### Set exercise
Write out the entire listing below exactly as it appears, minus any pictures.

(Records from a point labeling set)
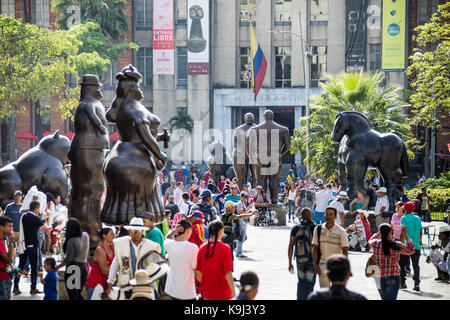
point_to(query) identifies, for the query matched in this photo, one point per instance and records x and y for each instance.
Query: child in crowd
(50, 281)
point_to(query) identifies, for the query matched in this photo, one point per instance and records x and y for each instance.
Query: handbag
(370, 266)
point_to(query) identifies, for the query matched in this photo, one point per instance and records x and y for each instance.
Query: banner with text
(198, 39)
(394, 27)
(163, 37)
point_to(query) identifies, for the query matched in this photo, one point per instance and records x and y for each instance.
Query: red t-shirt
(3, 275)
(214, 285)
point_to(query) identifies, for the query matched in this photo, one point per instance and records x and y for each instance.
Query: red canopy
(69, 134)
(113, 137)
(27, 135)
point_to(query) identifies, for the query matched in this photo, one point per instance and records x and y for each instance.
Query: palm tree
(181, 121)
(357, 91)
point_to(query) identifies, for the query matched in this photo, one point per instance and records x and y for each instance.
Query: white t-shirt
(340, 207)
(322, 198)
(381, 202)
(182, 262)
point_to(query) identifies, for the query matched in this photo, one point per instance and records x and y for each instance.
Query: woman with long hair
(103, 257)
(214, 268)
(387, 256)
(76, 250)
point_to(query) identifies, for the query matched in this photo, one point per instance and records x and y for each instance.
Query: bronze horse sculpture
(362, 147)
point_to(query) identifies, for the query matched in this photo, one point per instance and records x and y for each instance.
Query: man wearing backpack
(301, 240)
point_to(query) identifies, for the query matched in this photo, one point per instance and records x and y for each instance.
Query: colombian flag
(259, 63)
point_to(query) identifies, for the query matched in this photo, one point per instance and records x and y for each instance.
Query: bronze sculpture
(219, 164)
(86, 155)
(362, 147)
(241, 163)
(42, 165)
(266, 157)
(131, 167)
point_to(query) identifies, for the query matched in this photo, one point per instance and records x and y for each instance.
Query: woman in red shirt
(214, 268)
(103, 257)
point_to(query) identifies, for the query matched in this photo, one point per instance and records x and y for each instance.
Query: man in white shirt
(178, 193)
(381, 206)
(182, 262)
(322, 198)
(339, 204)
(186, 205)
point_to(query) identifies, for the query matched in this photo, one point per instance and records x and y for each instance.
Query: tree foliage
(430, 70)
(34, 63)
(356, 91)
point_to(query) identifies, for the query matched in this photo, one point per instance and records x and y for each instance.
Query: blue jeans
(389, 287)
(243, 231)
(5, 290)
(306, 280)
(32, 254)
(319, 217)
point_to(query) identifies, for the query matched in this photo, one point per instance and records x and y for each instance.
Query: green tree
(181, 121)
(34, 63)
(348, 91)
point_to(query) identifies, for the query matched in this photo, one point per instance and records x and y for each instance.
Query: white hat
(445, 228)
(382, 189)
(136, 224)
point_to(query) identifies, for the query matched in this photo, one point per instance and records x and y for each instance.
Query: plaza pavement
(266, 249)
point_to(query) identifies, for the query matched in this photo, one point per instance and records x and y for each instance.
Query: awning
(26, 135)
(113, 137)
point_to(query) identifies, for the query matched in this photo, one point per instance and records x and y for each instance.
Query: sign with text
(198, 37)
(163, 37)
(394, 27)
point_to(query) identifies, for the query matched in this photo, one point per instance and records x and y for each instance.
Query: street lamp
(307, 79)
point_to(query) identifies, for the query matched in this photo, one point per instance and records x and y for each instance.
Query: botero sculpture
(42, 166)
(362, 147)
(131, 167)
(86, 156)
(241, 163)
(219, 162)
(267, 154)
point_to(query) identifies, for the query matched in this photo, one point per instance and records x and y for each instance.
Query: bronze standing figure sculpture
(87, 153)
(362, 147)
(241, 163)
(266, 156)
(131, 167)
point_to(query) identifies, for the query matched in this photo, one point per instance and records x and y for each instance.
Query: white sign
(198, 37)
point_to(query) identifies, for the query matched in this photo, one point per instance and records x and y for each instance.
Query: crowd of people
(204, 230)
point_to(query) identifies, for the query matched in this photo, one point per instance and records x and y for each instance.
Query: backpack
(303, 244)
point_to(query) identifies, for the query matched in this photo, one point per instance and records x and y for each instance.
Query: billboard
(198, 37)
(163, 37)
(393, 35)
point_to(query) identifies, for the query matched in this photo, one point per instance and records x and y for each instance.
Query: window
(319, 10)
(283, 11)
(145, 65)
(41, 13)
(282, 67)
(182, 67)
(108, 77)
(7, 8)
(375, 57)
(143, 14)
(245, 73)
(248, 11)
(318, 65)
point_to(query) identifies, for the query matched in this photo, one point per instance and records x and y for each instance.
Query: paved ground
(266, 249)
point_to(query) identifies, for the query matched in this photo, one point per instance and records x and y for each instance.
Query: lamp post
(307, 76)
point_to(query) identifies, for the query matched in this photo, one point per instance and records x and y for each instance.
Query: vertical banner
(163, 37)
(394, 26)
(198, 37)
(355, 35)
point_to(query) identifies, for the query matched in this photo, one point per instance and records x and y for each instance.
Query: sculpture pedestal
(280, 213)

### The result
point_to(query) identifies, for the query matched in this photo, one point per instance and records x and y for each instance.
Query: child in crowd
(50, 281)
point_to(query) identifies, for the query matched in this photo, one point per instance and records x and y for each instance.
Query: handbag
(370, 266)
point_to(query) identifies, for the query matched in this photo, one point per instance and records x and y for each instance.
Query: banner with text
(198, 39)
(394, 27)
(163, 37)
point_to(query) identifies, for the query matched in this photo, one point per instance and records x and y for each instance.
Query: red t-shirt
(3, 275)
(214, 285)
point_to(query) identifies, for the query matched in this photo, one point per instance and records x and y for each instance.
Query: red canopy
(69, 134)
(113, 137)
(27, 135)
point_to(query) identifies, for the query matched in this photo, one point per instance and records x and y for each instance.
Query: palm tree
(181, 121)
(357, 91)
point_to(query) identifies, for the query matched in this photo, one point per instance and records x and y for each instance.
Query: white t-shirt
(340, 207)
(322, 198)
(381, 202)
(182, 262)
point_to(query) identifies, for the query matched in this photo, one point per instance and records x and y for each instance.
Query: woman with long hair
(103, 257)
(214, 268)
(387, 256)
(76, 250)
point_to(query) identifies, for the query matched in this photo, one point per instance and records x and y for each instance.
Query: bronze horse sculpture
(362, 147)
point_to(query) identifies, for the query matched in this photo, one point per instance and records x and y for each instance.
Query: man wearing backpack
(301, 240)
point_to(query) identifies, for the query matched in this photo, one point per instance and records x and y for each instance.
Query: colombian flag
(259, 63)
point_to(query) identifies, for the query matched in this photo, one point per instance and records x and y for each instance.
Query: bronze sculpture
(219, 164)
(86, 155)
(362, 147)
(241, 163)
(42, 165)
(266, 157)
(131, 167)
point_to(query) identifies, for the query matched in this photo, one point per instance and records x and y for each instance.
Query: woman in red shirt
(214, 268)
(103, 257)
point_to(query) identifies, for the query matched in this photo, one point per instance and records x and y for each instance.
Query: man in white shirt
(178, 193)
(381, 206)
(182, 262)
(322, 198)
(339, 204)
(186, 205)
point_to(query) identifies, for the query matched in this photo, one point per instance and records x and y for each instance.
Query: tree foliage
(430, 70)
(34, 63)
(356, 91)
point_to(query) identifies, for the query matched in this photo, one point per instance and records x and y for each instance.
Query: blue jeans
(389, 287)
(243, 231)
(5, 290)
(306, 280)
(32, 254)
(319, 217)
point_to(query) identifies, for the query matched in this photo, one point per instance and records x and y for each instance.
Query: green tree
(181, 121)
(34, 63)
(348, 91)
point_to(query) identifies, for the query matched in this photo, one point per instance and records x and y for each instance.
Query: white hat
(445, 228)
(382, 189)
(136, 224)
point_to(query) identifies, for the query matched in this photo, one point per instance and records x and y for each instance.
Query: plaza pavement
(266, 249)
point_to(query) identifies, for the query matched in this photo, one point per instance and records x and y for each instance.
Query: awning
(26, 135)
(113, 137)
point_to(query) identifies, for the query matched in this photo, one point per instance and records x and y for each instance.
Query: sign with text
(198, 37)
(163, 37)
(394, 27)
point_to(query) identifies, for the query matched in this photo, one point per instance and records x and y for each instance.
Query: street lamp
(307, 79)
point_to(query) identifies, for the query matched in this photo, one point per instance and records x and y for each instance.
Query: botero sculpture
(42, 166)
(362, 147)
(131, 167)
(86, 156)
(241, 163)
(219, 162)
(267, 154)
point_to(query) identifies, for the query matched in this photo, one point per instance and records x and y for each instance.
Query: bronze standing figure sculpture
(87, 153)
(362, 147)
(241, 163)
(266, 156)
(131, 167)
point_to(query) identifies, for the query matched in this photo, one point per instance and records x and y for each instance.
Query: white sign
(198, 37)
point_to(query) identifies, for the query matched in this photo, one point per instance and records x and y for each instance.
Query: crowd of people
(204, 230)
point_to(query) identifies, for the query matched in this photo, one point per instance and records x and y for each instance.
Query: backpack
(303, 244)
point_to(query) identifies, for the query matched in this photo, one point per instance and records x and y for each instance.
Query: billboard
(198, 37)
(163, 37)
(393, 35)
point_to(query) identifies, for the query matched in this photo, one point per instance and records x and y for each instance.
Query: window
(319, 10)
(283, 11)
(145, 65)
(41, 13)
(282, 67)
(182, 67)
(108, 77)
(7, 8)
(375, 57)
(143, 14)
(245, 73)
(248, 11)
(318, 65)
point_to(query) identifies, for the query matched in this photo, one point per instance and records x and y for each instance.
Query: paved ground
(266, 249)
point_to(query) identifies, for the query matched in this photo, one point per instance and records x and y for each instance.
Query: lamp post
(307, 76)
point_to(query) identifies, for the query matched in this photo, one point per instance and records x and y for each instance.
Query: vertical banner
(163, 37)
(394, 26)
(198, 37)
(355, 35)
point_to(query) identifies, for the query matched in this photo, one point per instance and records x and y for each instance.
Query: sculpture pedestal
(280, 213)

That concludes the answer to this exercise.